▸ **Task brief**:
Pick up the text on early vacform model kits where it stops and write the next part of it.

▸ **Source text**:

>>>>>

This section contains a smorgasbord of items that aim to show how vacform models developed in the years up to about 2000 A.D. The quality of the models that were produced during these years may be a surprise to many.
Very little seems to be known about these kits from the mid-1950s. They were released under the name 'Wimco Hollows'. Information provided by Peter-van-Lune says;
'Wimco of course stands for Wilmot/Mansour. It was part of the Sebel Co. All models were designed by Albert Judge, once also part of the FROG/IMA team in the 1930's/40's. They were crude (no landing gear was fitted for example) and commercially not successful.
They were first advertised in Aeromodeller Magazine in January 1956. Three models, all 1/144 scale, are confirmed: Gloster Javelin, Canberra B.8 and Vickers Valiant (shown below - from my own collection).
The packaging shows outlines of other models like the Lockheed Lightning, Super Sabre, DH110 Sea Vixen, Martin B-66, Avro Vulcan and DH 10 Comet. Probably ideas for future releases. The Vulcan and Bristol Britannia have been found in advertisements and rumors exist that the Hawker Hunter
was also released.
The box nor the instruction sheet give an explanation about the use of the term "hollows". Perhaps Wilmot/Mansour tried to introduce a new term, but that is guessing of course.

<<<<<

▸ **Recorded data**:
>>>>>

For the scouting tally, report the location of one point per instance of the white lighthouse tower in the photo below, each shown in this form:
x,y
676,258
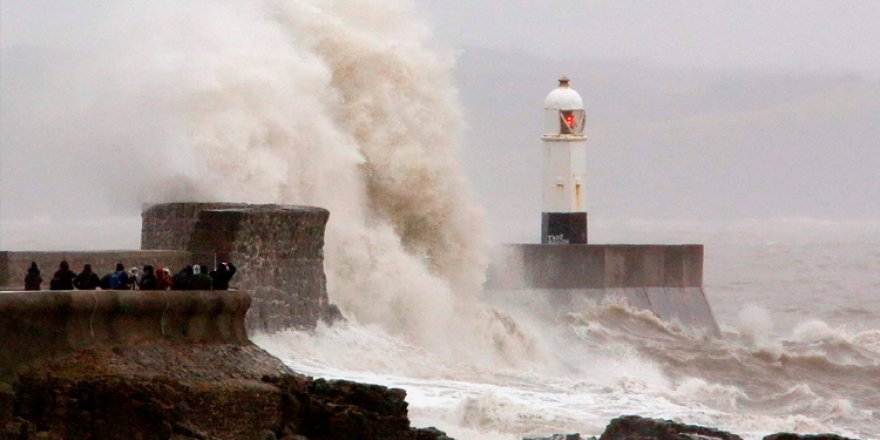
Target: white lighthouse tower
x,y
563,195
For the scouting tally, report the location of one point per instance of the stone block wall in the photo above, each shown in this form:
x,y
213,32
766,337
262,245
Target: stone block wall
x,y
278,250
38,325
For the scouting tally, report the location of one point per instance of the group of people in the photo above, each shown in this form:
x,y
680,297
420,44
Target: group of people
x,y
191,277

<<<<<

▸ **Response**:
On Jetex.org there is the obvious comparison between "hollow" and "solid", which is another clue that another type of production is referred to than injection moulding.
The kits, however, do not appear to have been commercially successful.
This discussion may be useful for further information.
The Hobby-Time company released several kits that consisted of vacformed parts. These were intended as flying models to be launched by a rubber band. It could also be posed on a display stand. The scales were between 1/32 and 1/24.
There is more information about these models at this site.
Ventax Plastics (Ventavia)
In the December 1959 issue of the RAF Flying Review, there was an article with the title 'Cut it out'. This described a set of new kits from Ventax Plastics, a Paris company. The kits were; Nord Gerfaut II, Lockheed F104, SO Trident 2, Gloster Javelin, Northriop Snark, Convair Metropolitan airliner. The kits are described as 'stamped out' on a single sheet. One has to cut out the parts. The scale was 1/100. They cost between 1s 5d for the Gerfaut and 5s 9d for the Convair, though there was a 50% import tax also to be paid. These kits can be seen at this web site. Some extracts are shown below.
The web site is keen to point out that these french vacformed kits were available some 10 years before 1969! They were released in time for Christmas. There is reference to Ventax (or Ventavia)
kits in Scalemates.
First Rareplane vacform in a modelling magazine
This short note appeared in the British IPMS magazine in July 1969. It reads as follows.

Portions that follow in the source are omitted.